- **ИСХОДНЫЙ ТЕКСТ**:

Настала весна, грязь, стали отступать дальше. Здоровых казаков снова забрали в часть, а другие, кто мог ходить, пошли домой. Кто больной - остались на месте, как Бог даст. Моего коня командир сотни Котельников с помощью своих дружков силой отобрал. Тогда я тоже пошел домой. Дошли до красноармейцев. Они стали с нас снимать, что получше. Говорят: "Вам домой идти, а нам воевать идти". С меня взяли сапоги и брюки, с других тоже шапку, шинель или что получше. У которого шапку сняли очень переживал: в ней были зашиты деньги. У меня деньги были спрятаны в рваной венгерке, которая на мне. Недалеко от войны [14] деньги имели ход. Я купил себе еду и мелкие калоши. На остальные деньги купить было нечего, особенно сапоги. До Царицына где ехали, где шли пешком. Хотел в Царицыне купить кое-что, но там уже мои деньги не приняли. Там они хождения не имели. Принёс домой детям на игрушки. Пришел в разгар весны 1923 года. Ноги в калошах все мокрые. Встретили отец, жена Надежда Семеновна, дети, а также брат Ермолай с женой и детями. Все радовались, что вернулся живой.
А в мае всех вернувшихся казаков собрали в Михайловку для разбору, кто есть какой. Но через три месяца выпустили.
Примечания:
1. втономию - видимо, автономию
2. Поворино - станция на Ю-З ЖД (Москва - Царицин, сейчас Волгоград)
3. книжек - имеются в виду агитационные брошюры
4. шкорки - шелуха от семечек
5. до Октябрьской революции
6. Михайловская слобода - сейчас город Михайловка
7. Видимо, после ранения коня ветеринары вылечили
8. новый закон - очевидно, имелся в виду Декрет о земле
9. по душам - по числу членов семей
10. Царицын - сейчас Волгоград
11. фуражир - ответственный за снабжение коней кормами
12. катух - хлев
13. очуниваться - выздоравливать
14. недалеко от войны - в прифронтовой зоне
=======================================================
Глава пятая.

Записи набора данных
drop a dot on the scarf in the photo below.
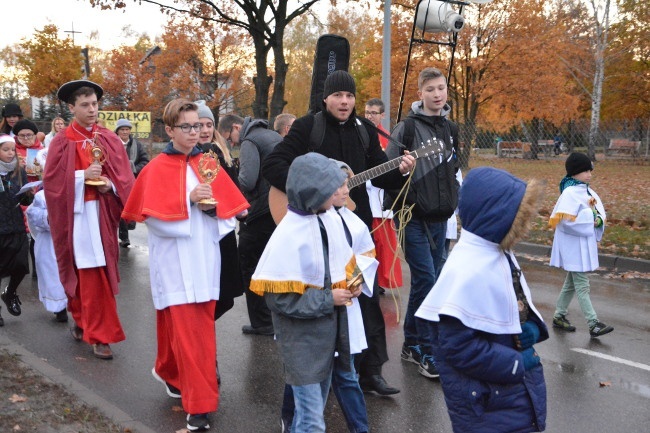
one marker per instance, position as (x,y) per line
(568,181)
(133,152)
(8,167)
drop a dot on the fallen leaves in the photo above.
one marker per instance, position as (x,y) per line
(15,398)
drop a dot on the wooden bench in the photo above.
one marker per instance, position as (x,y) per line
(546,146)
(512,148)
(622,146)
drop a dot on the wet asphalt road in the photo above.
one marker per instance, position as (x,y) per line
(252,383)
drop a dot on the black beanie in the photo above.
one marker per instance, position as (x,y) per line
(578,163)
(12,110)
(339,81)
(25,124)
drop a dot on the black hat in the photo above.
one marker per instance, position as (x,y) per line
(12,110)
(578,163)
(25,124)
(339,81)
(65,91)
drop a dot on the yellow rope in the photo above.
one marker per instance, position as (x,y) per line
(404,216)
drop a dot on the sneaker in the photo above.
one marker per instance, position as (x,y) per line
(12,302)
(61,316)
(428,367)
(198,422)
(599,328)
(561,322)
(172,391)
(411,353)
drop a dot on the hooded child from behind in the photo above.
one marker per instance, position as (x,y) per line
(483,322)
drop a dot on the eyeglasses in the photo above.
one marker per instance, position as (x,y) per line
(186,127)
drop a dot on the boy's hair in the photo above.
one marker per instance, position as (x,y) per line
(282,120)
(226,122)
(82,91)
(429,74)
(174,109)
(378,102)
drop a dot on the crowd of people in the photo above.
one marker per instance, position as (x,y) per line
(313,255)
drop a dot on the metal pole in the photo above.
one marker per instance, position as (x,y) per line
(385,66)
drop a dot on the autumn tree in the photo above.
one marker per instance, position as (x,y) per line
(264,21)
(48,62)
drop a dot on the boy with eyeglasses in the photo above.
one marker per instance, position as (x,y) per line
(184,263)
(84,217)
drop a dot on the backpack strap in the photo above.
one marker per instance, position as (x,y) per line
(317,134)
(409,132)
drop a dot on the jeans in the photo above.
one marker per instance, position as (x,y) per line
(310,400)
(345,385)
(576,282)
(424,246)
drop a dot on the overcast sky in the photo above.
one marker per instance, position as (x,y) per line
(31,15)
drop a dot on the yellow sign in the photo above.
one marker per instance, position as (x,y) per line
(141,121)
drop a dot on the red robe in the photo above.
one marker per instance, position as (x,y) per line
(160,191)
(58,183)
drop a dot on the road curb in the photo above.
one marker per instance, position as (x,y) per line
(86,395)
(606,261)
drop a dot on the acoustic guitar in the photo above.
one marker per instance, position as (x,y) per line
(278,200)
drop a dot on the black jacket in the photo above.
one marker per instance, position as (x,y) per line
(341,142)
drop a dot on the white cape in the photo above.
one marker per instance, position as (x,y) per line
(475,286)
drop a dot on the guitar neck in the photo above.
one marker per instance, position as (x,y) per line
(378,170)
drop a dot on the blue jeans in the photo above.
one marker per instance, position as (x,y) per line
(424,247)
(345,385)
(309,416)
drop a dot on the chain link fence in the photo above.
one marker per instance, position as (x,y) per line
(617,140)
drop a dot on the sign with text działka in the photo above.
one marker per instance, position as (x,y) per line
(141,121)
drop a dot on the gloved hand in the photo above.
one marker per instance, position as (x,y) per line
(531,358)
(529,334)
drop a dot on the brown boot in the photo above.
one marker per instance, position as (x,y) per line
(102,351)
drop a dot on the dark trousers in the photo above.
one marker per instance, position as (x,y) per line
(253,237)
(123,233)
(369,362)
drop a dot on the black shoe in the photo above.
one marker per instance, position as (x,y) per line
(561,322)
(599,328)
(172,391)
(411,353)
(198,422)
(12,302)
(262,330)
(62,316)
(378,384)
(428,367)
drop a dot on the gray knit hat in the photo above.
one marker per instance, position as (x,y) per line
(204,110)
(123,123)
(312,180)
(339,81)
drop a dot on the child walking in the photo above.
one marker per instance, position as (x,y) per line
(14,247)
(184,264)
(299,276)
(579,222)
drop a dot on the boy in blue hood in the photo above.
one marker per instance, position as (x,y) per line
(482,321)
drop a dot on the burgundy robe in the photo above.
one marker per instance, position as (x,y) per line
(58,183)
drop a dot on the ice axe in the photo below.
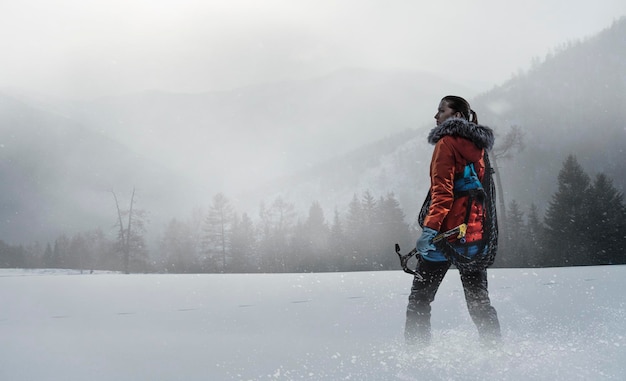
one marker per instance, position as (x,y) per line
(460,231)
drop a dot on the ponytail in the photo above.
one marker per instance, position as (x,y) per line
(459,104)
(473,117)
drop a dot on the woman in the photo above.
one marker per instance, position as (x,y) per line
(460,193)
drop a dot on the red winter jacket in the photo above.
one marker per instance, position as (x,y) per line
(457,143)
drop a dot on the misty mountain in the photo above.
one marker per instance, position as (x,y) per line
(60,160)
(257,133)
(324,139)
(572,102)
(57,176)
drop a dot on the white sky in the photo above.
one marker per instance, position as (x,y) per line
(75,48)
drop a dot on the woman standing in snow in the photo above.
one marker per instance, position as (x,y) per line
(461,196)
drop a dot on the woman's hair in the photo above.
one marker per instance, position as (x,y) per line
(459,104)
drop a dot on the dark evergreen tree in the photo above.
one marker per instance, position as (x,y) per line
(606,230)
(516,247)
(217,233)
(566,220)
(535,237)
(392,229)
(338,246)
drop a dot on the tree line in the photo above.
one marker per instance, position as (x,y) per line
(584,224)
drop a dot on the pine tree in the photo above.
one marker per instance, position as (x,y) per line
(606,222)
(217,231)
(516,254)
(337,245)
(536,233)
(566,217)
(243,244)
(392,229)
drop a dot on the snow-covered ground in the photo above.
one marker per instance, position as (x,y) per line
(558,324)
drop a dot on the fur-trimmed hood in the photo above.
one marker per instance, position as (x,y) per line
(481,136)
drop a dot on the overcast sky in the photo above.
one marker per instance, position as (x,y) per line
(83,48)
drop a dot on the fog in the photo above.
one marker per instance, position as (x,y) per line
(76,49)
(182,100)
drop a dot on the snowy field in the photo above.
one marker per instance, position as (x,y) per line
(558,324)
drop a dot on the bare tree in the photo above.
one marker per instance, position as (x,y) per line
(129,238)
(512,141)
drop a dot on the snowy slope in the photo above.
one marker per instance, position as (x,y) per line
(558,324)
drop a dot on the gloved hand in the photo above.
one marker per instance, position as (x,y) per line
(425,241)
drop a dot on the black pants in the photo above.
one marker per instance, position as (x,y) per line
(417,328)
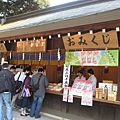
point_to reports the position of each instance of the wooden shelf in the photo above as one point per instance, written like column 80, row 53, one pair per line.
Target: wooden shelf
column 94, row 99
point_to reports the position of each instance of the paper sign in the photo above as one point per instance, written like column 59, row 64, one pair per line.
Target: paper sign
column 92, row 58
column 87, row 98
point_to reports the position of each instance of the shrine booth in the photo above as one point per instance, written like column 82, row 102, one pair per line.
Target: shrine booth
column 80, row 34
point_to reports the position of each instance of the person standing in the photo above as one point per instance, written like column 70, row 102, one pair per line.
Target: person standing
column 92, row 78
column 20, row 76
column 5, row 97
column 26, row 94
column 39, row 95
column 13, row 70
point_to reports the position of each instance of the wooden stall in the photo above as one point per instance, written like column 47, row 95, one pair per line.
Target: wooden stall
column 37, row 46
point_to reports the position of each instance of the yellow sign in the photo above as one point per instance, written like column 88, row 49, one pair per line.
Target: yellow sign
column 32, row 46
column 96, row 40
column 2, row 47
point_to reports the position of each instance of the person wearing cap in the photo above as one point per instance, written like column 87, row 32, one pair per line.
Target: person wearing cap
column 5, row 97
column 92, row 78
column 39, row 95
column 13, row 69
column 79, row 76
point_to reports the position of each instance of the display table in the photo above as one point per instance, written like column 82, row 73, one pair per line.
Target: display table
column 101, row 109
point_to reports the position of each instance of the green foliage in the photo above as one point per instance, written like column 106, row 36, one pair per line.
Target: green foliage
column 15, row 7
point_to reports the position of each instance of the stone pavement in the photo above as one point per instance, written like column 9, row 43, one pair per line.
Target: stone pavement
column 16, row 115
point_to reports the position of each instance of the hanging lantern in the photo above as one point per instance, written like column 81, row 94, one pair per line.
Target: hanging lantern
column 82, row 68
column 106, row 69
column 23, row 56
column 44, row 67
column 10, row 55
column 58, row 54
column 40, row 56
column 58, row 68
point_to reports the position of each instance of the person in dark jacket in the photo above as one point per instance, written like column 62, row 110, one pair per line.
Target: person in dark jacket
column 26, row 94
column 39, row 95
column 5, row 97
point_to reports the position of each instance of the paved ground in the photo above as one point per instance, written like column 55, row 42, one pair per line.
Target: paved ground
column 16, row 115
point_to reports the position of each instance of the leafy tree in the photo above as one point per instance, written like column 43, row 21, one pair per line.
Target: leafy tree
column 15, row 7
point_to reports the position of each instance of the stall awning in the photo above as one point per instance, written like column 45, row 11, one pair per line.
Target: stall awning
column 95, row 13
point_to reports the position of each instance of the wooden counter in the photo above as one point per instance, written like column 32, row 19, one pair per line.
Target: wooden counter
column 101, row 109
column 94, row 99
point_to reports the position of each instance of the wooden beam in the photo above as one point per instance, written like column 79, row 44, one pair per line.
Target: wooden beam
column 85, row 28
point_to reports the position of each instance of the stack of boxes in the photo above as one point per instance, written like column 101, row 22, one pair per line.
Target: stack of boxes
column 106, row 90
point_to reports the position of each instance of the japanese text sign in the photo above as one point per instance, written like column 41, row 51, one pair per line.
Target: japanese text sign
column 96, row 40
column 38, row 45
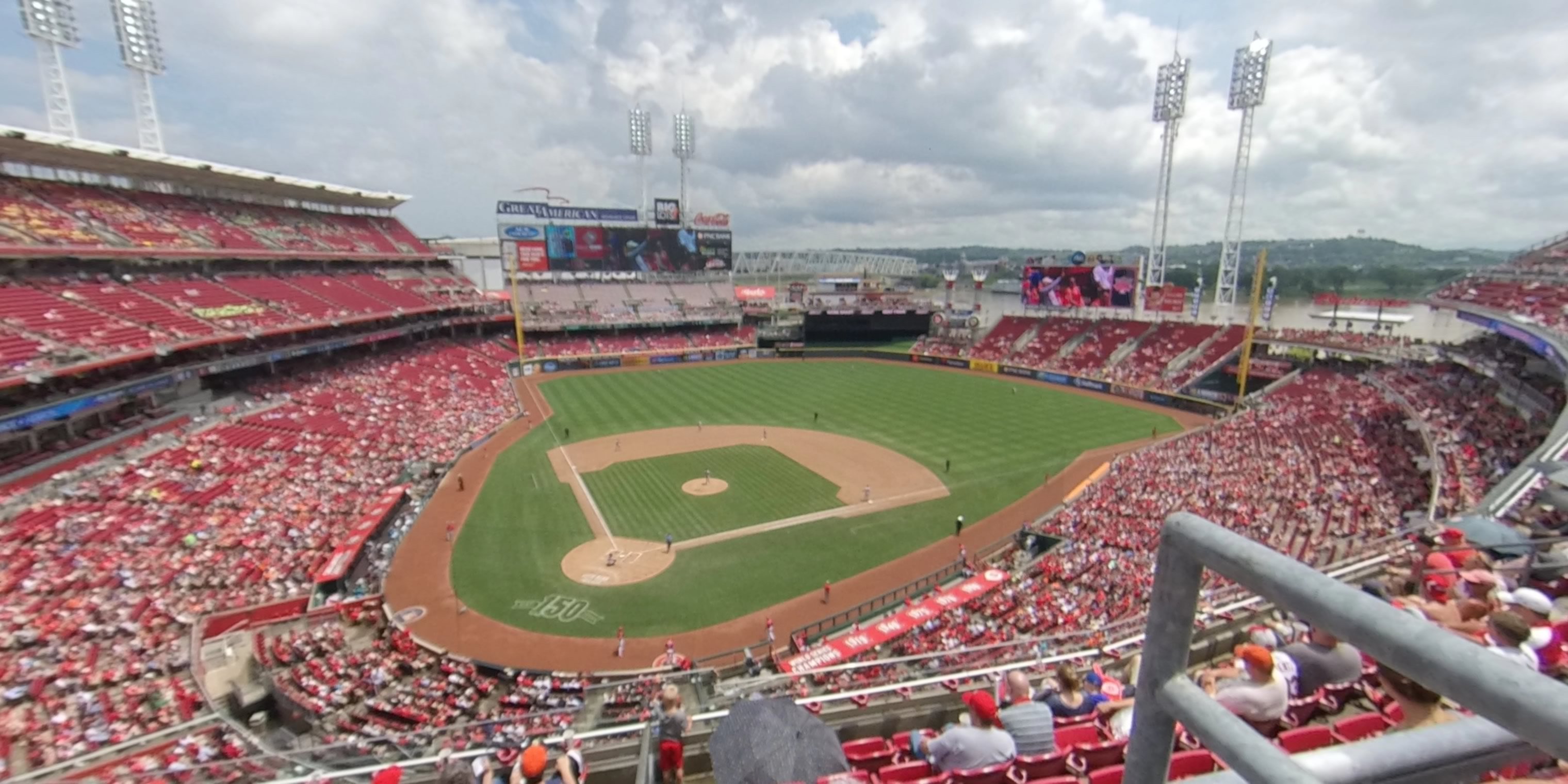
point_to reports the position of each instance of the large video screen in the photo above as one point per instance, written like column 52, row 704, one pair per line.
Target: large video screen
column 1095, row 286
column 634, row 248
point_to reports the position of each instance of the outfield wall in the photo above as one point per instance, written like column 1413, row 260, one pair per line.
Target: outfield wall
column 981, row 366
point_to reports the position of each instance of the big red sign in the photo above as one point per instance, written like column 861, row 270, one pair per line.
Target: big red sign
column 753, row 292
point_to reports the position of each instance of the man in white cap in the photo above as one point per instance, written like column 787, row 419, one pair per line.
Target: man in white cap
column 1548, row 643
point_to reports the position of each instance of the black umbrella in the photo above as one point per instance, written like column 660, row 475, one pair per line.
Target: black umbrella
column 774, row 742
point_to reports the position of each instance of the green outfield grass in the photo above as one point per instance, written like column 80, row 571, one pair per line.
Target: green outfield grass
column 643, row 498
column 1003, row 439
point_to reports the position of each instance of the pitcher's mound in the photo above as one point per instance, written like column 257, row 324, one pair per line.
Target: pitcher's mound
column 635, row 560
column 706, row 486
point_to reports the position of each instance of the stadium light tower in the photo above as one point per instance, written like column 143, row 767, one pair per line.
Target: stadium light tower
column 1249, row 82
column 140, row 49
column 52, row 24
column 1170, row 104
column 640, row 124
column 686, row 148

- **РАБОЧЕЕ ЗАДАНИЕ A**:
Кто, согласно тексту, отобрал у рассказчика коня?
- **РАБОЧЕЕ ЗАДАНИЕ B**:
Продублируйте без изменений фрагмент текста между словами «А в мае всех» и «Царицин, сейчас Волгоград)» включительно.
Материал для работы не понадобится.

- **РЕЗУЛЬТАТ УПРАЖНЕНИЯ A**:
Командир сотни Котельников с помощью своих дружков.

- **РЕЗУЛЬТАТ УПРАЖНЕНИЯ B**:
А в мае всех вернувшихся казаков собрали в Михайловку для разбору, кто есть какой. Но через три месяца выпустили.
Примечания:
1. втономию - видимо, автономию
2. Поворино - станция на Ю-З ЖД (Москва - Царицин, сейчас Волгоград)